Records for the exercise ->
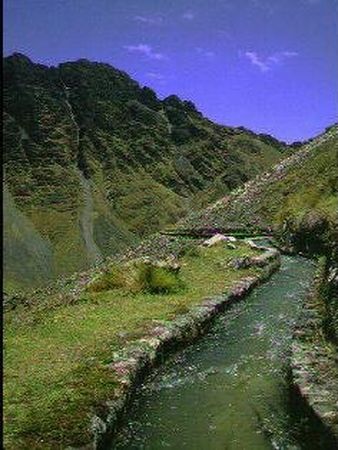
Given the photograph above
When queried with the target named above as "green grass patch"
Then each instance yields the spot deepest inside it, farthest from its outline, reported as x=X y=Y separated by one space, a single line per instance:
x=56 y=358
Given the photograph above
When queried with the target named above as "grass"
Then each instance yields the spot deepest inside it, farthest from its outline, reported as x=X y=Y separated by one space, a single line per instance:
x=56 y=358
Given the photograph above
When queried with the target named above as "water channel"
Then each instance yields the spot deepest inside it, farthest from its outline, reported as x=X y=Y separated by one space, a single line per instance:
x=229 y=390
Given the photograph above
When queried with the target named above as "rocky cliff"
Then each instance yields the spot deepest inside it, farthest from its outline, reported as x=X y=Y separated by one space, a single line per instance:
x=93 y=161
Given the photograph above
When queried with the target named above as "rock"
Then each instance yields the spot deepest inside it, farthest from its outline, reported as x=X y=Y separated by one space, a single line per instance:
x=218 y=238
x=240 y=263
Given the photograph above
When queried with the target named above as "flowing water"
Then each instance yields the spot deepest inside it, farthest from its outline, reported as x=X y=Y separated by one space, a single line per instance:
x=228 y=390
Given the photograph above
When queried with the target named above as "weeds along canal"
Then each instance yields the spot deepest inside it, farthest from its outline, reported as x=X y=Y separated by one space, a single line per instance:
x=230 y=389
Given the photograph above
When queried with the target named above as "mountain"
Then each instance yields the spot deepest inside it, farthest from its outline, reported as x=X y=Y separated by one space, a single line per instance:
x=297 y=200
x=93 y=162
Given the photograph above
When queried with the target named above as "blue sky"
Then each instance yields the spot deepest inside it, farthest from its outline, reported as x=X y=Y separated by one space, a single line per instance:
x=268 y=65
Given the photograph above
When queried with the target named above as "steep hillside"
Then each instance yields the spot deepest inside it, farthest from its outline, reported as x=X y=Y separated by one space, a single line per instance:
x=298 y=202
x=297 y=199
x=93 y=161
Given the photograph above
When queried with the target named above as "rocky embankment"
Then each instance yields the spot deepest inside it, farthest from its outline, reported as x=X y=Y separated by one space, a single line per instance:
x=251 y=207
x=315 y=361
x=136 y=361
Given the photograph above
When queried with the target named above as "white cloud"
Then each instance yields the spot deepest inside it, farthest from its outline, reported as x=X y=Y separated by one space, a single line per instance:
x=188 y=15
x=145 y=50
x=149 y=20
x=155 y=76
x=267 y=63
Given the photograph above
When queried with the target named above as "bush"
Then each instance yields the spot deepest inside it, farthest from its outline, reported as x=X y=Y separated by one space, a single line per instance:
x=113 y=278
x=138 y=276
x=157 y=280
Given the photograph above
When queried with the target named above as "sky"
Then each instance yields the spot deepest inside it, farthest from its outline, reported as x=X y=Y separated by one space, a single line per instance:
x=268 y=65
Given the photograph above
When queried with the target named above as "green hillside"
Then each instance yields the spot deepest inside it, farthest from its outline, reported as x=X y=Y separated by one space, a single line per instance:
x=93 y=161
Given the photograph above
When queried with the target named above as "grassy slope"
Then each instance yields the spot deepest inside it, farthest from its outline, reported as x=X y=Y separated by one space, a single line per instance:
x=298 y=196
x=57 y=354
x=145 y=161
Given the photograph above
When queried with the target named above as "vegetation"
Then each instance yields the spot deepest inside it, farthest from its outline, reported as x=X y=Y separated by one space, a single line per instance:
x=58 y=352
x=298 y=200
x=93 y=162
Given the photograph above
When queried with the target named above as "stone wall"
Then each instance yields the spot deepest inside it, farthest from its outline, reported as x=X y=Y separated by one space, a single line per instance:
x=165 y=337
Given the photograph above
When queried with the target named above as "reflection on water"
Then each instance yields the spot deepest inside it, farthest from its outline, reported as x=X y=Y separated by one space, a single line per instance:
x=228 y=390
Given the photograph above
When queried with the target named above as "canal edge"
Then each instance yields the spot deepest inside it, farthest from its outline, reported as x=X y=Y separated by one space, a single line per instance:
x=154 y=348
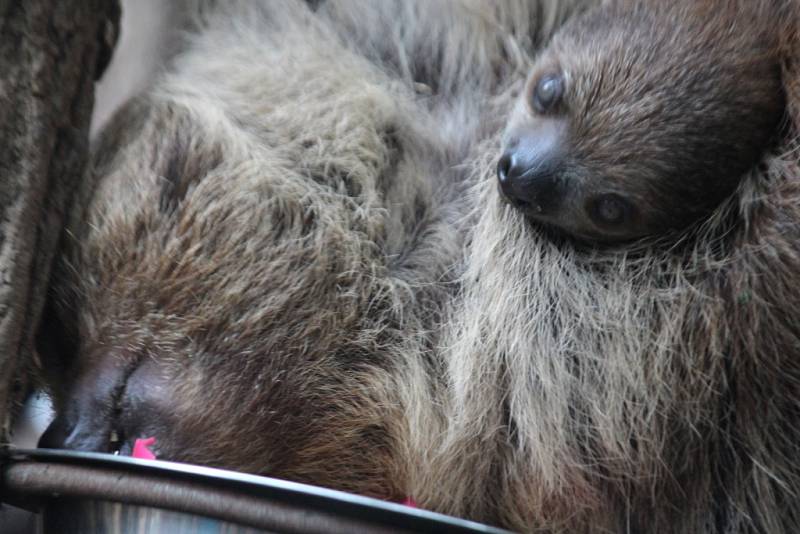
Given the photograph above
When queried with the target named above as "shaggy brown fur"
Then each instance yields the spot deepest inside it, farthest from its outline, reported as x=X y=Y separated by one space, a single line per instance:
x=646 y=388
x=264 y=279
x=270 y=235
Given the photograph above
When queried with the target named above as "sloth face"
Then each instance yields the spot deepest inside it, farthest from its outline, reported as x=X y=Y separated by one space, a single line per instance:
x=639 y=120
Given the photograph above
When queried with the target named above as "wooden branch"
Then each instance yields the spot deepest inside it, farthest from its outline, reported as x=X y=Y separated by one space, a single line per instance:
x=51 y=52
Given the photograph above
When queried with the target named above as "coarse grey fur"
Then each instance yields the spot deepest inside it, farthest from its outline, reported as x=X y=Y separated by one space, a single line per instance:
x=270 y=276
x=640 y=388
x=271 y=232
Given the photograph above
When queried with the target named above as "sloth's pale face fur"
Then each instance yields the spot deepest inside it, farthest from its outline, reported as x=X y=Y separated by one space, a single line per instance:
x=641 y=117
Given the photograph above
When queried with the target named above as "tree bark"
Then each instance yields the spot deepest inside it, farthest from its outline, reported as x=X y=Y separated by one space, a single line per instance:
x=51 y=53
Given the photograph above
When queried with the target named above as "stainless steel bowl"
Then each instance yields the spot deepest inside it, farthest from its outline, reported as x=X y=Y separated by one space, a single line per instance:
x=75 y=492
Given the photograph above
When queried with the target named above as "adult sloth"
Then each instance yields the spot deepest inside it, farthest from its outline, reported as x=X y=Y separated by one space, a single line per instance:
x=267 y=237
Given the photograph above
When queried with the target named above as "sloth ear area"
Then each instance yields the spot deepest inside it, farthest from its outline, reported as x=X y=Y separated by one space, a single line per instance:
x=181 y=160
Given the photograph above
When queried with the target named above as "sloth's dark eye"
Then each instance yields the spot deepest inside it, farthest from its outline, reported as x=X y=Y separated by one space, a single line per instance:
x=548 y=92
x=610 y=210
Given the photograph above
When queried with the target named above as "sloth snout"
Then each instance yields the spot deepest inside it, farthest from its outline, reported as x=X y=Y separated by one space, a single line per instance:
x=531 y=180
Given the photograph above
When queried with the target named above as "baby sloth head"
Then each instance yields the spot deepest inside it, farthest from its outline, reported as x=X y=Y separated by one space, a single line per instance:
x=641 y=117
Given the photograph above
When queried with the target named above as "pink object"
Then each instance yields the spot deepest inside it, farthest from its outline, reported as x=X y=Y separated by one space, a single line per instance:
x=141 y=449
x=408 y=501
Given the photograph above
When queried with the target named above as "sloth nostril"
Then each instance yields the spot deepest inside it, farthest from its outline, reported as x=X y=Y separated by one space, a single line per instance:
x=503 y=168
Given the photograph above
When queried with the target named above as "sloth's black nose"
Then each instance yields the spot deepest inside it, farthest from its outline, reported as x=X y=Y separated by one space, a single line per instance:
x=531 y=179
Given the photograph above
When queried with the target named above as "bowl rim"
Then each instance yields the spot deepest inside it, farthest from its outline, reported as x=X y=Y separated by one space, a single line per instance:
x=28 y=478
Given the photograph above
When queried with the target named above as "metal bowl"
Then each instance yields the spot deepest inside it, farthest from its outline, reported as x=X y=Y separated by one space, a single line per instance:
x=76 y=492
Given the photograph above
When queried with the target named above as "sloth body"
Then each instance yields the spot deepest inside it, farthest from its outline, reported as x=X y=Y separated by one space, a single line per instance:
x=266 y=245
x=653 y=386
x=270 y=273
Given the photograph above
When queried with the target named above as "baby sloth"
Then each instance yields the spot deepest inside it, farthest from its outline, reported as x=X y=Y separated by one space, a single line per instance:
x=640 y=117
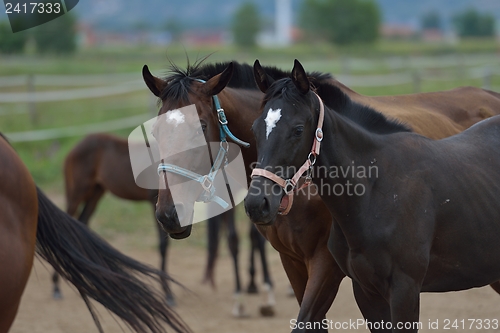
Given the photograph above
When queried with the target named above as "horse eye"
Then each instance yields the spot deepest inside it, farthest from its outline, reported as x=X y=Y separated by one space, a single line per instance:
x=298 y=131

Problem ->
Copy every record above exactly as written, but leave out the pictures.

Result for this task ->
Given the photograph above
When queried with the target named above as "green grass patch"
Then each instance yields the spot deepest inside it, farthest from its outline, reported as x=X y=Y separated by one space, a single line per instance:
x=56 y=358
Given the photograph above
When queried with the target named above as "grass"
Then each instance yields the spot deepest inside it, farthest from its outline, reported as x=X y=Y separated by one space, a single line per instance:
x=56 y=358
Given the photograph above
When queried with the target named above as "water channel"
Then each instance yields the spot deepest inside it, farthest from its outline, reported as x=X y=Y separated by one space, a single line per instance:
x=229 y=390
Given the photograph above
When queried with the target named above as "rocky cliff"
Then each instance yields the spot deepest inside it, farthest from its outline, reported as x=X y=Y separated by one space, a single line per instance:
x=93 y=161
Given the photograph above
When queried with the target named above as "rock"
Then each instance yields the spot deepest inside it, farthest from its outline, reported as x=X y=Y separated by one space, a single line per instance:
x=218 y=238
x=240 y=263
Given the photograph above
When queried with the target named above as "flowing water"
Then each instance yields the spot deepest inside it, farthest from its outline, reported as x=X y=Y separated by one space, a single line per instance:
x=228 y=390
Given the photograph above
When queried with the target named above as "weeds along canal"
Then each instance yields the spot deepest inside it, farthest from its outline, reported as x=X y=Y separated by one space, a single line per instance:
x=230 y=389
Given the photograph above
When queried with the target named above as "mountain"
Then each instance yields the spot deepest inside it, farthest from its outline, reported as x=X y=Y separated by one space, a single line per instance:
x=297 y=200
x=93 y=162
Given the photograph above
When queried with the target named above as "blue sky"
Then each instance yields the spot deepest inside it, farthest from its outline, reported as x=X y=Y separated by one space, a single line per instance:
x=268 y=65
Given the photograph above
When queried with the target named above as "steep hillside"
Then each instance yields the spot deepest inside it, farthest from its outline, reported as x=X y=Y separated by one space, a single line per instance:
x=298 y=202
x=297 y=199
x=93 y=161
Given the photograph above
When queried with the target named above as "rocky embankment"
Then each instance yields the spot deepest inside it, farthest from its outline, reported as x=X y=Y separated by one space, a single line per instance:
x=251 y=207
x=315 y=361
x=136 y=361
Given the photograph above
When queried with the target named above as "white cloud"
Then each instance yields the spot deepest inside it, farthest from its outline, reported as x=X y=Y separated by one space, a single line per instance:
x=188 y=15
x=145 y=50
x=149 y=20
x=155 y=76
x=267 y=63
Given the photograph above
When queried with the target named above as "bush"
Then each instance yields the spot deepest inside it, farthest from its outline, reported as x=X y=Y separated by one space, a single line per instance:
x=113 y=278
x=138 y=276
x=157 y=280
Given the photograph above
When queried with the target named above as "sky"
Then each instance yields the spot deepest inside it, farthest from its outline, reported as x=X y=Y separated by one space, a single line per instance:
x=268 y=65
Given the photograph above
When queried with the target named above as "green hillside"
Then each instance yields the spot deepest inside it, farthest from its outline, reported as x=X y=Y separated by one space, a single line per instance:
x=93 y=161
Given the photograph above
When queried with the target named above as "grassy slope"
Then each instance yields the spot deepest inside it, farthest from its outline, reported as x=X y=Y separated by one space, a single line per instance:
x=298 y=196
x=57 y=354
x=145 y=161
Given the photograph above
When queried with the target named above as "vegetation"
Then each instance yields the spot deepest inside it, farthest from its outline, reported as x=X y=Y separated by one space, a single line per instance:
x=58 y=352
x=298 y=200
x=93 y=162
Given the photograph above
When queried with the target named above as "stone wall"
Then each instance yields the spot deepest inside it, farthest from its outline, reported as x=X y=Y separated by one space, a single line per instance:
x=165 y=337
Given the photograph above
When queried with the target named above as "reflection on water"
Then each instance yields the spot deepest inside it, farthest from its outline, reported as x=X y=Y separated by one space, a single line per instance:
x=228 y=390
Given the photograph above
When queried with the target named above as "canal edge"
Then each instance yields the spot deepest inside it, farthest from its outline, reported as x=X y=Y separated by one space, a single line per instance:
x=154 y=348
Given the photograph above
When queried with the target named above as "shaggy brown fur"
Then each instance yields the spot deepest inside it, farthest from its outline, reported as x=X y=Y separated by one space, a single line per instance:
x=646 y=388
x=264 y=279
x=270 y=235
Given the photograph above
When queried with the target named above as "sloth face"
Then each instance yields the spot deepest inside it, farthest from its outline, reported as x=X y=Y separated by one space, a single line per instance:
x=639 y=120
Given the photograph above
When queried with the target named above as "wooden branch"
Then each instance yields the spot deepest inside it, farthest from its outline, reported as x=X y=Y separated by one space, a single line per instance:
x=51 y=52
Given the photograph above
When queried with the target named above as "coarse grey fur"
Then each instance yields the spot deepest inside it, farthest from its outline, reported as x=X y=Y separated by one space, a single line per instance:
x=270 y=276
x=640 y=388
x=271 y=232
Given the photograph above
When queried with the target named above as "sloth's pale face fur"
Then each instance yields the spot deepest inside it, farthest from its outline, reported as x=X y=Y separated by one space, a single line per instance:
x=641 y=117
Given the photograph above
When queried with the target named above as "tree bark"
Then each instance yields the spot deepest inside it, farthest from its outline, reported as x=X y=Y separated by one space, a single line per instance:
x=51 y=53
Given the photograph above
When queried with the target named above as "stainless steel bowl"
Then each instance yields the spot deepest inside it, farthest from its outline, reported as x=X y=Y separated by one space, a single line per instance:
x=75 y=492
Given the photograph above
When queried with the target named above as "adult sloth"
Then each instance yields the spot deepest inside it, farthest from its outline, reported as x=X y=Y separated by one space, a single line per instance:
x=267 y=237
Given the photograph above
When queried with the target named above as "sloth ear area"
Then each instance yields the spot deepest inside it, farthest from its outline, reported as x=X y=Y separated by one space, a single line per instance:
x=181 y=160
Given the photograph above
When queried with the target named above as "sloth's dark eye"
Then each instance yields the spot deepest inside it, farthest from its outline, reported as x=X y=Y separated by one space, a single line per instance:
x=548 y=92
x=610 y=210
Given the photograph above
When queried with the target named above as "sloth snout"
Then each instance yields the spot deepest inside it, farthest from its outline, reported as x=X y=Y separated by one space, a single line per instance:
x=531 y=180
Given the photograph above
When queried with the target named above as "baby sloth head"
Then each instance yields the spot deepest inside it, farthest from its outline, reported as x=X y=Y separated by one space, a single line per instance:
x=641 y=117
Given the photograph above
When queried with the target named above as "pink object"
Then each instance yields the spot deepest inside it, farthest from its outline, reported as x=X y=Y separated by one space, a single line per instance:
x=141 y=449
x=408 y=501
Given the photograph above
When queried with the target named above as "sloth nostril"
Then each instance yields the spot deepest inside it, farthest from its outline, reported as x=X y=Y separated by one space, a single line per instance:
x=503 y=168
Given the photograph above
When queried with the target named above as "sloth's black nose"
Then each instance yields the spot deepest inside it, farthest from its outline, reported as x=X y=Y separated by one space, a single line per instance:
x=531 y=179
Given the photograph above
When queried with the target named above as "bowl rim"
Then each instance yields the spot deepest inside it, farthest from its outline, reported as x=X y=Y separated by one space, a single line per instance:
x=28 y=478
Given the photograph above
When queried with the target named above as "metal bowl"
Then each instance yields the spot deepest inside it, farthest from its outline, reported as x=X y=Y separated by one space, a single line per instance:
x=76 y=492
Given the photograph above
When queried with the target named above as "sloth body"
Then each instance yields the spot deepest inside it, farthest from its outline, reported as x=X y=Y separated by one space, a single line per instance:
x=266 y=245
x=653 y=386
x=270 y=273
Given the photograph above
When queried with the target named above as "baby sloth"
Then each instance yields the spot deepest inside it, farthest from its outline, reported as x=X y=Y separated by one space, a single line per instance:
x=640 y=117
Given the photograph above
When queried with the target named above as "horse eye"
Then each instance yields the spot deepest inside it, farthest from its outline, reported as x=X y=Y separated by one space, a single line per instance:
x=298 y=131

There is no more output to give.